▸ **Tasks**:
1. Give every four-digit year mentioned in the travel account, in the order in which they appear.
2. Set down the portion of the travel account that starts at "I felt a special" and ends at "This I understand.".
3. Resume the travel account after its final sentence.

▸ **Document extract**:
:::

The Little Girl at the Door was exhibited in 1910 at the Royal Academy in London and at the Paris Salon, and 20 years later was presented to The Royal Museum & Art Gallery by 16 of her former students. There is little about the artist on the Web, just enough to offer a glimpse of a fascinating woman and a fascinating painting. I’d love to know more, but I need to be grateful that our paths crossed at all.

Out on the streets, I saw a Goth, an old street-person with Tourette’s, many young art students, two tattoo parlors, and a post office that included a stationery store where I bought a pen just because I could.

Then the Cathedral, the center of the worldwide Anglican communion of which I have been a member for the past three or so years, the scene of Thomas Becket’s martyrdom in 1170, the destination of Chaucer’s pilgrims in The Canterbury Tales, a house of stone alive with faith and history: a stained glass window from 1176, towers completed in 1130, 1405 and 1498, tombs, memorials, stonework as delicate as lace, soaring arches, too much for me to take in.

I felt a special connection with the tomb of the Black Prince, Edward, Prince of Wales, who died in 1376. At the foot of his gilded effigy, also in effigy, lies his dog. This I understand.

:::

▸ **Extracted records**:

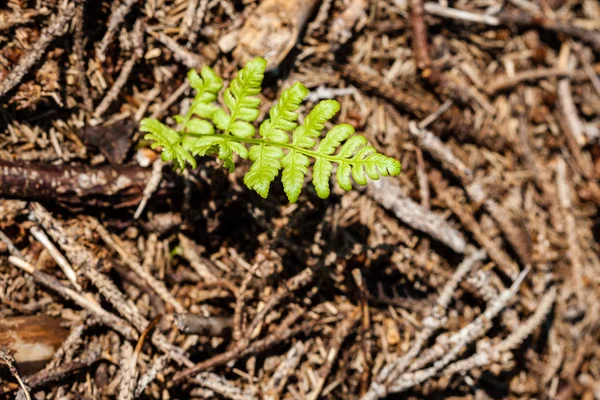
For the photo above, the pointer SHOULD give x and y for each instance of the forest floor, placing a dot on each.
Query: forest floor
(475, 274)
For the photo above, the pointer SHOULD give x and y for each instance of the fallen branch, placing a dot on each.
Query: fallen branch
(390, 197)
(99, 186)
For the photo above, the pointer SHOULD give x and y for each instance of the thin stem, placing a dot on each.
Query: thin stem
(288, 146)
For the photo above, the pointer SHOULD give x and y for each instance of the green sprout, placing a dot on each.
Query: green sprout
(210, 129)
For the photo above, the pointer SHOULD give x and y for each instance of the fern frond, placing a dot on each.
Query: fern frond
(267, 158)
(323, 167)
(239, 99)
(207, 86)
(295, 163)
(169, 140)
(272, 151)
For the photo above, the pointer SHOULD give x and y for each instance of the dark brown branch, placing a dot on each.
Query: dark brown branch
(101, 186)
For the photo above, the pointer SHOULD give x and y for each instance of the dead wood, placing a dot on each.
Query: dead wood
(77, 185)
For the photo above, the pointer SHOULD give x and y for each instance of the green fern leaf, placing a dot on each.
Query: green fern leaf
(272, 151)
(169, 140)
(207, 86)
(267, 158)
(356, 161)
(296, 163)
(239, 99)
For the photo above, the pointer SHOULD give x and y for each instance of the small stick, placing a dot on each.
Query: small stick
(188, 18)
(56, 255)
(435, 115)
(453, 13)
(55, 28)
(193, 324)
(420, 43)
(488, 355)
(293, 284)
(240, 297)
(431, 323)
(390, 196)
(128, 372)
(467, 219)
(125, 71)
(506, 82)
(10, 362)
(84, 302)
(461, 339)
(170, 100)
(564, 197)
(222, 386)
(197, 24)
(524, 20)
(190, 253)
(115, 19)
(188, 58)
(418, 104)
(236, 352)
(158, 287)
(157, 367)
(79, 57)
(151, 186)
(285, 369)
(342, 331)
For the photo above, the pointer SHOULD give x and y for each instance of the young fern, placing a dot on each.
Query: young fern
(272, 151)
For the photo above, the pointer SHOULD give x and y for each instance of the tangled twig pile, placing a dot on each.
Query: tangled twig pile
(475, 274)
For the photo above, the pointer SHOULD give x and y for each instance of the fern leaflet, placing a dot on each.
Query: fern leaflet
(272, 151)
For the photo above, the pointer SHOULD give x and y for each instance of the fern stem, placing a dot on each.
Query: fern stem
(288, 146)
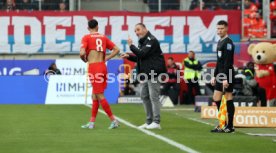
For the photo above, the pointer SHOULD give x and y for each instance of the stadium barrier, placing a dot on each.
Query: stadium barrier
(68, 88)
(61, 32)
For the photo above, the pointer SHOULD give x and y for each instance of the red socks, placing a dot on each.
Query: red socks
(107, 109)
(94, 111)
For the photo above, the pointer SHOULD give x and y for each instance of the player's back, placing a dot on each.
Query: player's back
(95, 45)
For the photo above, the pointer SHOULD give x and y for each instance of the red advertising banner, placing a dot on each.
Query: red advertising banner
(55, 32)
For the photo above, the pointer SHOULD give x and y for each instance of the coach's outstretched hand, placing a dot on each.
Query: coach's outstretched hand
(83, 58)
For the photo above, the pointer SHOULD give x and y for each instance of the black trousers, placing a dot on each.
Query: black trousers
(192, 86)
(173, 94)
(261, 94)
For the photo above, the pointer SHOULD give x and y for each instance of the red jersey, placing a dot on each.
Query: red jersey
(97, 42)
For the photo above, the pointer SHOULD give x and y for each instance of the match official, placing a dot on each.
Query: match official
(224, 75)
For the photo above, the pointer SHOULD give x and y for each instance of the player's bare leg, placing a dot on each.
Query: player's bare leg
(114, 123)
(230, 111)
(94, 112)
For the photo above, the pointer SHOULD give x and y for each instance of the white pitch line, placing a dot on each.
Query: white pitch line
(262, 134)
(150, 133)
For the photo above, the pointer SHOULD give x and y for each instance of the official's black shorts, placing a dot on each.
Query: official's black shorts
(219, 87)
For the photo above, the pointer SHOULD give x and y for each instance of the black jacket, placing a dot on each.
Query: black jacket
(225, 57)
(149, 55)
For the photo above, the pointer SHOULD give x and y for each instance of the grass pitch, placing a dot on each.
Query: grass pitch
(56, 129)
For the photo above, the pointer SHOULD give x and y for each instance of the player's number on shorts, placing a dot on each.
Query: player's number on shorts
(99, 45)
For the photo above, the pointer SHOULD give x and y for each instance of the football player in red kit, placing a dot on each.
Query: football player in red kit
(93, 50)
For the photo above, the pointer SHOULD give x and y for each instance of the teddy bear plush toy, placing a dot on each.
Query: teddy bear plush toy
(264, 55)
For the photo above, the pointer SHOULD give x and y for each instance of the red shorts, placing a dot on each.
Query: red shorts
(98, 76)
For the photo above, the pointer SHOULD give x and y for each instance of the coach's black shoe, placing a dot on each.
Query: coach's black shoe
(228, 130)
(217, 129)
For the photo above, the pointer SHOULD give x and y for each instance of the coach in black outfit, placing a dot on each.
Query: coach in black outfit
(149, 58)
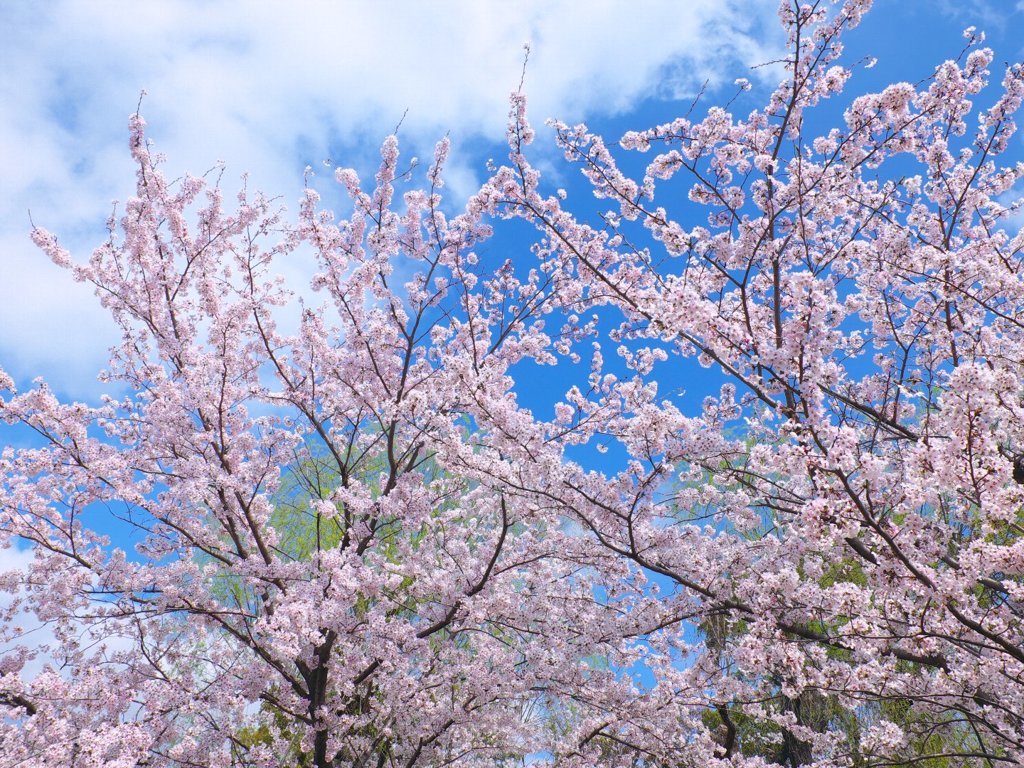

:::

▸ **Results for each task**:
1. 1910, 1170, 1176, 1130, 1405, 1498, 1376

2.
I felt a special connection with the tomb of the Black Prince, Edward, Prince of Wales, who died in 1376. At the foot of his gilded effigy, also in effigy, lies his dog. This I understand.

3.
I spent the afternoon wandering in the Cathedral, checked into my room, and then went out for dinner at The Miller’s Arms, a lovely local I’d found online before my trip. I ordered a pint of Shepherd Neame’s Masterbrew and took in my surroundings. On a rafter was chalked a quote from Herb Caen, San Francisco’s famed writer, which read, “Like a camel, I can go without a drink for seven days ­ and have on several horrible occasions.” I ordered fish & chips, and settled in, listening to Bryan Adams’ “Cuts like a Knife.” At the largest table, a group of young people gathered. The young men were talking about wireless communication for laptops, and the young women were talking about bra straps. One of the women said to one of the men, “I’ve never seen you without your laptop and I’ve never seen you without that t-shirt.” I envied them their youth.

Another couple sat by the window, not speaking, he with a pint, she with a glass of wine. Then they left; outside, they took one another’s hand and began talking as they walked.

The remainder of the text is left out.